Your goal
Lay out every line of the entries below as a Markdown table with the columns "Row" and "Entry line," numbering the rows and skipping blank lines. Leave the pictures out of the table.

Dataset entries
+ + + + + + +

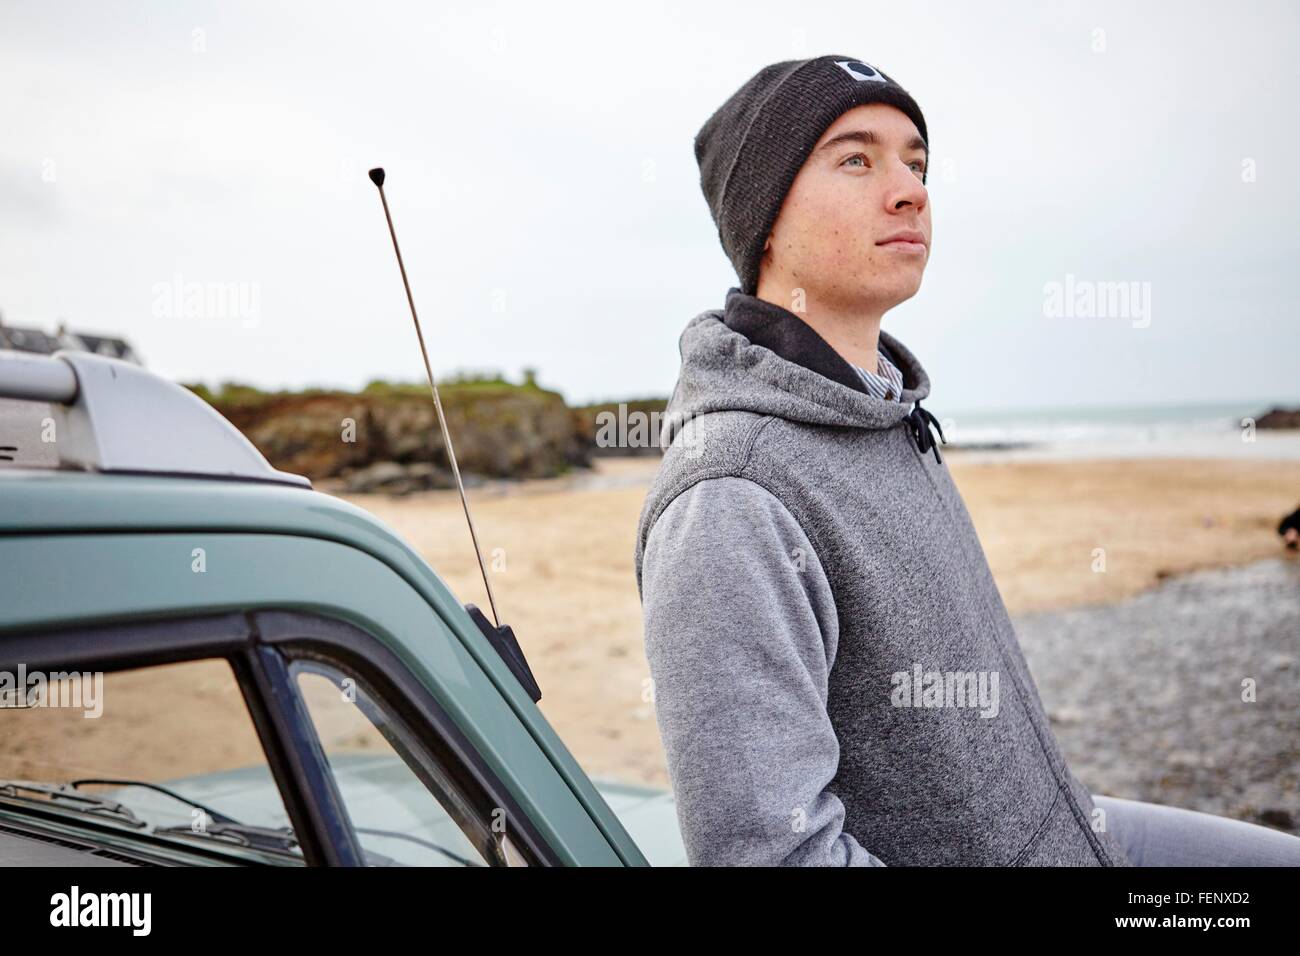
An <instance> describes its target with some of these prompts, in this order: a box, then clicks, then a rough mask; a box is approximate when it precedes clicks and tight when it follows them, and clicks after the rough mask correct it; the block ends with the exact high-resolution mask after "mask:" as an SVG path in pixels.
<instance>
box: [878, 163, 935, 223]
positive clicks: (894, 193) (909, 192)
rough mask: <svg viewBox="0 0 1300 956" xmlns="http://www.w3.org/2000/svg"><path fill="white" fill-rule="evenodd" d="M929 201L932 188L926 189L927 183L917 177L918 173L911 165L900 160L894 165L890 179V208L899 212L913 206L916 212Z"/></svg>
mask: <svg viewBox="0 0 1300 956" xmlns="http://www.w3.org/2000/svg"><path fill="white" fill-rule="evenodd" d="M928 202H930V190H927V189H926V183H923V182H922V181H920V179H918V178H917V173H915V172H913V169H911V166H909V165H907V164H906V163H904V161H902V160H898V163H896V164H894V165H893V169H892V177H891V181H889V198H888V206H889V209H891V211H893V212H898V211H901V209H906V208H909V207H911V208H913V209H914V211H915V212H920V211H922V209H924V208H926V203H928Z"/></svg>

+ + + + + + +

Reply
| Row | Entry line |
|---|---|
| 1 | An <instance> describes its target with some of these prompts, in this order: a box, then clicks, then a rough mask; a box is approximate when it precedes clicks and tight when it follows them, and clicks after the rough mask correct it; the block ends with the exact high-resolution mask after "mask:" as an SVG path in pixels. |
| 2 | <instance> |
| 3 | box: [878, 163, 935, 223] |
| 4 | positive clicks: (894, 193) (909, 192) |
| 5 | rough mask: <svg viewBox="0 0 1300 956" xmlns="http://www.w3.org/2000/svg"><path fill="white" fill-rule="evenodd" d="M929 201L932 188L926 189L927 183L917 177L918 173L911 165L900 160L894 165L890 179V208L899 212L913 206L916 212Z"/></svg> |
| 6 | mask: <svg viewBox="0 0 1300 956" xmlns="http://www.w3.org/2000/svg"><path fill="white" fill-rule="evenodd" d="M928 202H930V190H927V189H926V183H923V182H922V181H920V179H918V178H917V173H915V172H913V169H911V166H909V165H907V164H906V163H904V161H902V160H898V163H896V164H894V165H893V169H892V177H891V181H889V198H888V206H889V209H891V211H893V212H898V211H901V209H906V208H909V207H911V208H913V209H914V211H915V212H920V211H922V209H924V208H926V203H928Z"/></svg> |